Look below for lines that hold the string "cable" and copy each one.
========
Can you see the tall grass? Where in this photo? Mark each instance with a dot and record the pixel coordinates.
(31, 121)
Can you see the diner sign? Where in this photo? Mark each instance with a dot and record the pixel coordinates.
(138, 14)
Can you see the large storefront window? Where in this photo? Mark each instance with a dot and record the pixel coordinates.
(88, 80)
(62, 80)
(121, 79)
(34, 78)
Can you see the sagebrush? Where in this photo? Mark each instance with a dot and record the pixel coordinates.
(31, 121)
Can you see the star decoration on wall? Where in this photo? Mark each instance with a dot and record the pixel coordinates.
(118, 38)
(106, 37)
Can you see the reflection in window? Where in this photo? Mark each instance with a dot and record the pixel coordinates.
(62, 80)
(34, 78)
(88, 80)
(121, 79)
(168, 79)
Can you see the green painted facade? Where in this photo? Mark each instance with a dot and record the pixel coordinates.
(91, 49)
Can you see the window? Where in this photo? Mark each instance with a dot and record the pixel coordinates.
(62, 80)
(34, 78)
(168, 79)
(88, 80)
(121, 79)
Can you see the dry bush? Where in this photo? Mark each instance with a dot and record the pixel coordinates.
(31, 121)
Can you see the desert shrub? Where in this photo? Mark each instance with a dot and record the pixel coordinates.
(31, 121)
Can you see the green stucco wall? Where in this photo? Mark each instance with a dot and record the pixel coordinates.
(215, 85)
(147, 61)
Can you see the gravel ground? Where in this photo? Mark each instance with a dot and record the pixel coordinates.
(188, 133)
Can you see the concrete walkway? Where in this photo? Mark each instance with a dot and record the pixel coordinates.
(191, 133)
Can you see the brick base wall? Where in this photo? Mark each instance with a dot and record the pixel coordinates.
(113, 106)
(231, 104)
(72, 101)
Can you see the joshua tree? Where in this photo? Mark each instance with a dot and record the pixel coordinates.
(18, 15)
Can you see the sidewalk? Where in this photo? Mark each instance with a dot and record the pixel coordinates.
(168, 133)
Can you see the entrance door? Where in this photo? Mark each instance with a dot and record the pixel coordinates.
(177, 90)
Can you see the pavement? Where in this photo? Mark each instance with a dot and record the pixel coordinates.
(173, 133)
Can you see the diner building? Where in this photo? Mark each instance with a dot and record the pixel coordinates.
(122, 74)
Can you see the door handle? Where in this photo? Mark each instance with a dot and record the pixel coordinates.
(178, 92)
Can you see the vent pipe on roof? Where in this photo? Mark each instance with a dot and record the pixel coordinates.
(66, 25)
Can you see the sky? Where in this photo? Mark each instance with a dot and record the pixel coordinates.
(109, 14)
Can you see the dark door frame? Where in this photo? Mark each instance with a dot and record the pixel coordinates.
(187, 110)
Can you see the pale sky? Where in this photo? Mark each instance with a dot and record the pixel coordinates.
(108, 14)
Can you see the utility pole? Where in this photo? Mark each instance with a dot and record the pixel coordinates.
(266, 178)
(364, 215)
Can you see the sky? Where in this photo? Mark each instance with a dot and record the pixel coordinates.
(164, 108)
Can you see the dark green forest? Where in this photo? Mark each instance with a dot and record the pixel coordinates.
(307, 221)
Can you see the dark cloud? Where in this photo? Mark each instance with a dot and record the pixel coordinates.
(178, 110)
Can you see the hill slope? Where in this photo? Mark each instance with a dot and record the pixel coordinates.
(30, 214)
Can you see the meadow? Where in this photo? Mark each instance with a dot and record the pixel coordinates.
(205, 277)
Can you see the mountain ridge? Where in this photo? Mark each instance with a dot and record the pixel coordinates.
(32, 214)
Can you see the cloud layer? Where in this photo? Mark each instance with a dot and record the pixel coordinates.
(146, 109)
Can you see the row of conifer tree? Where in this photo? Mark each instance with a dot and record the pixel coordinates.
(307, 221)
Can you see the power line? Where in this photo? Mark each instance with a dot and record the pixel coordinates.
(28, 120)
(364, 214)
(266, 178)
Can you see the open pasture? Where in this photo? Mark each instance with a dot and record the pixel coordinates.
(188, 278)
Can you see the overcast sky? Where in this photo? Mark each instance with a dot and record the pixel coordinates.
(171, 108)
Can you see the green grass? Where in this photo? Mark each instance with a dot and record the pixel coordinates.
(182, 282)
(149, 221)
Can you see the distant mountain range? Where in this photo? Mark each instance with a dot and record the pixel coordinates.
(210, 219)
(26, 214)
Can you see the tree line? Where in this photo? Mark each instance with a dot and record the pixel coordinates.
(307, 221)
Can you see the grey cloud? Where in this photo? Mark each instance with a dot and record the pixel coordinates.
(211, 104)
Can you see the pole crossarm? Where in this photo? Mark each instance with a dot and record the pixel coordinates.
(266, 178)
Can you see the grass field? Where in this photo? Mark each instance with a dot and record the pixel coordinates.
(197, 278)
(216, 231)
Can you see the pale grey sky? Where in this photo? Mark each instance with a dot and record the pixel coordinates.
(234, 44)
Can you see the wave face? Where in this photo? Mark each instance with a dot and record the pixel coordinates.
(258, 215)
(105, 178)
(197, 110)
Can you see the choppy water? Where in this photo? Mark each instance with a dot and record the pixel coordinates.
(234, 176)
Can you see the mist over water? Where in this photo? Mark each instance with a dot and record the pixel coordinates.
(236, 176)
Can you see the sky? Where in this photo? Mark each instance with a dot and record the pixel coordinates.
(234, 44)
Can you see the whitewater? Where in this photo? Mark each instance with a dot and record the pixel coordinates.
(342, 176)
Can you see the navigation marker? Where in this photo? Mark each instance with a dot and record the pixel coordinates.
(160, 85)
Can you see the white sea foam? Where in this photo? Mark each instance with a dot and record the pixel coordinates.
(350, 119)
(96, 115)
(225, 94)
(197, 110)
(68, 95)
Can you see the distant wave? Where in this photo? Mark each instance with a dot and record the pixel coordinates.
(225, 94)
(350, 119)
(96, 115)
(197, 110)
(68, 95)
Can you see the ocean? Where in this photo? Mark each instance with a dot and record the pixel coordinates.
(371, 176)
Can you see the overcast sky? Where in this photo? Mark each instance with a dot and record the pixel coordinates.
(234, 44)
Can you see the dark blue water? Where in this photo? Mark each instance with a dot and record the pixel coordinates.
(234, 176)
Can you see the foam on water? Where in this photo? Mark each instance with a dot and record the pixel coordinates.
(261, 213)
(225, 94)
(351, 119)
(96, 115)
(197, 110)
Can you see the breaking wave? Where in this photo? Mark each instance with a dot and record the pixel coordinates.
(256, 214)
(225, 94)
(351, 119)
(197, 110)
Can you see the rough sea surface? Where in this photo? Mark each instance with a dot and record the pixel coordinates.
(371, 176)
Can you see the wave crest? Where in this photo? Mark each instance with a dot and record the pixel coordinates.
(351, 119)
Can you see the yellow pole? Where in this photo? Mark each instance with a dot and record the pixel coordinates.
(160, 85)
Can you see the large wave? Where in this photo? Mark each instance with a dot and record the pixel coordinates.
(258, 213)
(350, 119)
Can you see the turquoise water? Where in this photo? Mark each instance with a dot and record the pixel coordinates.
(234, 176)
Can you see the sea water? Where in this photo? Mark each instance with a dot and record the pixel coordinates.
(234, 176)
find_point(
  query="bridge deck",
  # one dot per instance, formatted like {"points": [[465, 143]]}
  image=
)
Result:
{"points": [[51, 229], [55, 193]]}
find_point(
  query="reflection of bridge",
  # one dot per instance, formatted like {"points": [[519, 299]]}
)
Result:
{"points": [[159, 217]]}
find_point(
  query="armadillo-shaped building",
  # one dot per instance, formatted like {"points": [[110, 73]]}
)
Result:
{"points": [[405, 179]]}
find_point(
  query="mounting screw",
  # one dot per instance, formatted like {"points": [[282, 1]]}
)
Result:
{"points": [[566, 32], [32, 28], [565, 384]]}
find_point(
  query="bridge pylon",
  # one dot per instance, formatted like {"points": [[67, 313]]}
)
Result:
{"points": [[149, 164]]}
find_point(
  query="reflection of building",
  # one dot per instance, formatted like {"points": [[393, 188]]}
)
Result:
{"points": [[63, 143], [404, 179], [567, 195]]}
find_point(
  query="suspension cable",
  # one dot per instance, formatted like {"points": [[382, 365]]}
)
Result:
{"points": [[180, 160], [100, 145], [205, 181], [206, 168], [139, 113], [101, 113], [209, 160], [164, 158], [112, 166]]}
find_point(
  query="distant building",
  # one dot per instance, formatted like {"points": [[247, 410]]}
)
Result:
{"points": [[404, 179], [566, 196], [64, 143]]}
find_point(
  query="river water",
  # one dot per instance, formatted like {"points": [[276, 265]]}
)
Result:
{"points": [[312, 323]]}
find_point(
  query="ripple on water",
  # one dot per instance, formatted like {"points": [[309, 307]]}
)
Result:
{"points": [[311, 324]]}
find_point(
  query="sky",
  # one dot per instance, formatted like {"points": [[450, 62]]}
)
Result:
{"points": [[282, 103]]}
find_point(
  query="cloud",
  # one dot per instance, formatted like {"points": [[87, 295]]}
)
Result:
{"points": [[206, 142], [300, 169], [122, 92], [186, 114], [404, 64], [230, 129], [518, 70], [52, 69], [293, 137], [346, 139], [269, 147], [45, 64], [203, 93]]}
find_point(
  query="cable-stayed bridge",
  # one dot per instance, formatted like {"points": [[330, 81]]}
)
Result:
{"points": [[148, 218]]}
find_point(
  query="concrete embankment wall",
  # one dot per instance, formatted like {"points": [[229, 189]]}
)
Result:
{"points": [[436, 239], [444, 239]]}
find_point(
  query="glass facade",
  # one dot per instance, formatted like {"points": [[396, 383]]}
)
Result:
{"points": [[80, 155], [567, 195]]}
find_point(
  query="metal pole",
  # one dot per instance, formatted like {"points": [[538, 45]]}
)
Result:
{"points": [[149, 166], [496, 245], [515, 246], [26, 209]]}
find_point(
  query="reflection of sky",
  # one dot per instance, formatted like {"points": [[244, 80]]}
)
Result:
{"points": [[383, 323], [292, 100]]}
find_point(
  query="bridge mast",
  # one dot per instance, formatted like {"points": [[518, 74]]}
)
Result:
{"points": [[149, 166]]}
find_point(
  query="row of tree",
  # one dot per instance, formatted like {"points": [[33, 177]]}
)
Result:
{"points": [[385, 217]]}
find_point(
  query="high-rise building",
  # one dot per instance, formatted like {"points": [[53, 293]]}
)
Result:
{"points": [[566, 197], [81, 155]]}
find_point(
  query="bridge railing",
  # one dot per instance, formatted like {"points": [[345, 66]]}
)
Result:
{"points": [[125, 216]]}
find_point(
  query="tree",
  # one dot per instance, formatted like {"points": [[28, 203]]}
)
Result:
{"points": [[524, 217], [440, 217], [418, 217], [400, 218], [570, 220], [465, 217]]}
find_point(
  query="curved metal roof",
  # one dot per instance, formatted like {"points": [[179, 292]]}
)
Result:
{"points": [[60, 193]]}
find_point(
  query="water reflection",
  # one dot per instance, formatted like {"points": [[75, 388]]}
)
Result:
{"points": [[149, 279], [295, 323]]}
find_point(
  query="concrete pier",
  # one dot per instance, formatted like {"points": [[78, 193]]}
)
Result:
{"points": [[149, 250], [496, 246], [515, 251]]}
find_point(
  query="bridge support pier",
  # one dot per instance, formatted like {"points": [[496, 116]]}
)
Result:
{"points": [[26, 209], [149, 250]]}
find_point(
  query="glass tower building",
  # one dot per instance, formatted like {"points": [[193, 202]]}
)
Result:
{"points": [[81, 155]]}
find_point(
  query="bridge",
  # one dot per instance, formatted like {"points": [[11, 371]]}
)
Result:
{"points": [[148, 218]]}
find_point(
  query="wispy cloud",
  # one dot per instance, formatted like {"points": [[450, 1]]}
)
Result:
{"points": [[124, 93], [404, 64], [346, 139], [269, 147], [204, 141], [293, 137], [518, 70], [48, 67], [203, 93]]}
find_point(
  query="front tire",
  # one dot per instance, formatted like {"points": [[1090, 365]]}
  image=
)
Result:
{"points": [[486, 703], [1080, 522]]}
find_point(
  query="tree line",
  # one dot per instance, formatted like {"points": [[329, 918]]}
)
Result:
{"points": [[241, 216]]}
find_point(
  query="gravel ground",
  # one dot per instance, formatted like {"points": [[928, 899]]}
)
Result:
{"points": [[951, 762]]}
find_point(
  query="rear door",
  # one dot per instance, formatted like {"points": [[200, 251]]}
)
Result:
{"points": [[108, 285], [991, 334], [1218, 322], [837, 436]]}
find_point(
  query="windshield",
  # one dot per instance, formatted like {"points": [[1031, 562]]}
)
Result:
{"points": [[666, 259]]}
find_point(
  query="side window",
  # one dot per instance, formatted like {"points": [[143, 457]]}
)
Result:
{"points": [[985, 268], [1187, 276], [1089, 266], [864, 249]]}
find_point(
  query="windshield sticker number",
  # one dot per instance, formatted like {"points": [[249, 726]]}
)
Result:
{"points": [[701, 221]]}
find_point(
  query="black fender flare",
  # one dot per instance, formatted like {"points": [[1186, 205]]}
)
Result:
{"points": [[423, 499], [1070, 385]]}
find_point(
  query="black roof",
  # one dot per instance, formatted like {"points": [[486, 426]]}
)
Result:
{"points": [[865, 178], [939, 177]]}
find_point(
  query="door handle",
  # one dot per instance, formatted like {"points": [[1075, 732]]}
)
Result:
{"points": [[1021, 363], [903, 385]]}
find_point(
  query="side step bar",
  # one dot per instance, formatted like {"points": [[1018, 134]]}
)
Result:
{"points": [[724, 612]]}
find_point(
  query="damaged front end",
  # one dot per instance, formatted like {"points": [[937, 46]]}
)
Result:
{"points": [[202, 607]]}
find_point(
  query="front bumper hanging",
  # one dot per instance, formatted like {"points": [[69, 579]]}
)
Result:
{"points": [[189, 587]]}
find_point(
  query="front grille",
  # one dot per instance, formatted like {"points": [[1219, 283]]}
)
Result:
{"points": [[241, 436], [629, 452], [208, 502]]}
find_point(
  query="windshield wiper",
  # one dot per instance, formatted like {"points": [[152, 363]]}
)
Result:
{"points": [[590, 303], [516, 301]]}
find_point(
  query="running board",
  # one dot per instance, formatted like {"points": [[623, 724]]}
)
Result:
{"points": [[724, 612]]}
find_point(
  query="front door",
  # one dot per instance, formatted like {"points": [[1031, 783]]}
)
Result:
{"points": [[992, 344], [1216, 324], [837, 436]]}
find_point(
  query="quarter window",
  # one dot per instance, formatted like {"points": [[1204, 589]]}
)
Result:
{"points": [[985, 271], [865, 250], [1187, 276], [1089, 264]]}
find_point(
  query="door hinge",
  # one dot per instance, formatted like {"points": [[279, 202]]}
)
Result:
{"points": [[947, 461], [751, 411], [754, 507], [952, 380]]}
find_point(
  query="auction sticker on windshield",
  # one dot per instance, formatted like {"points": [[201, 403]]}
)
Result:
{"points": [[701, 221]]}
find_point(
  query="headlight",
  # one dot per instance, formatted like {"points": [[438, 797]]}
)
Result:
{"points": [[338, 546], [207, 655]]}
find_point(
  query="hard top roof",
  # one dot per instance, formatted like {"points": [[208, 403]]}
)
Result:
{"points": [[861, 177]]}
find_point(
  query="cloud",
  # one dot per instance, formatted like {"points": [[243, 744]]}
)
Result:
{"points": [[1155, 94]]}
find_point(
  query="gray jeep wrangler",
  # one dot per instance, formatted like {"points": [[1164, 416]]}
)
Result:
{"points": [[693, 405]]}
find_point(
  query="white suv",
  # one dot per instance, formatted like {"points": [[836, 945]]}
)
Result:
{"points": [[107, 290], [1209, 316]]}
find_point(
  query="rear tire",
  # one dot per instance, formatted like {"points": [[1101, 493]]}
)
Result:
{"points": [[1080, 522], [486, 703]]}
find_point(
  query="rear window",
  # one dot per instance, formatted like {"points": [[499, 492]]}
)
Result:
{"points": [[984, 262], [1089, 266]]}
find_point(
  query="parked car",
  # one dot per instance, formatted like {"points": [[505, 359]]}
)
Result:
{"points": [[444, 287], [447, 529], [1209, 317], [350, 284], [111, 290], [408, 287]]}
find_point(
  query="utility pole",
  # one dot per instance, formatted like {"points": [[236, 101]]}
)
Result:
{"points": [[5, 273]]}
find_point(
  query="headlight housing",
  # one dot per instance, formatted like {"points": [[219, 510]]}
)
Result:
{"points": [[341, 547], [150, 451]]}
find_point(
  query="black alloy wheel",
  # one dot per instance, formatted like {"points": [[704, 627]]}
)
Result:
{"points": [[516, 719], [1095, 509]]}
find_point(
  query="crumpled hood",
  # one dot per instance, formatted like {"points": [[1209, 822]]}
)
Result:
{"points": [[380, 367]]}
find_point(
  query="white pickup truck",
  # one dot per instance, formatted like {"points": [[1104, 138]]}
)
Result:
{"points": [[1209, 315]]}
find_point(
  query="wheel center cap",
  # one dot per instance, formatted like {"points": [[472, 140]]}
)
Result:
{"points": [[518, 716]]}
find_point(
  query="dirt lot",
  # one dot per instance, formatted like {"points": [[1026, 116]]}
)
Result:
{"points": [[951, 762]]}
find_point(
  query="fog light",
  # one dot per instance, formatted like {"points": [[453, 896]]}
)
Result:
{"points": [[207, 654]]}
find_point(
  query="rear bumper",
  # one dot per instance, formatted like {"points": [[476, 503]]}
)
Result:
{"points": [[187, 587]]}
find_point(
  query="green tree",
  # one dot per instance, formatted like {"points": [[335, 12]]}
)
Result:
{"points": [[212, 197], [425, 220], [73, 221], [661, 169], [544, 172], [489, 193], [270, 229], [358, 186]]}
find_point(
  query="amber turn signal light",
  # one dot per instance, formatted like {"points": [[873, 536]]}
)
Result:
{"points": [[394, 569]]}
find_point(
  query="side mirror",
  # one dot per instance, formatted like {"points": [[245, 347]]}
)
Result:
========
## THE ANSWER
  query="suspension cable",
  query="cable-stayed bridge",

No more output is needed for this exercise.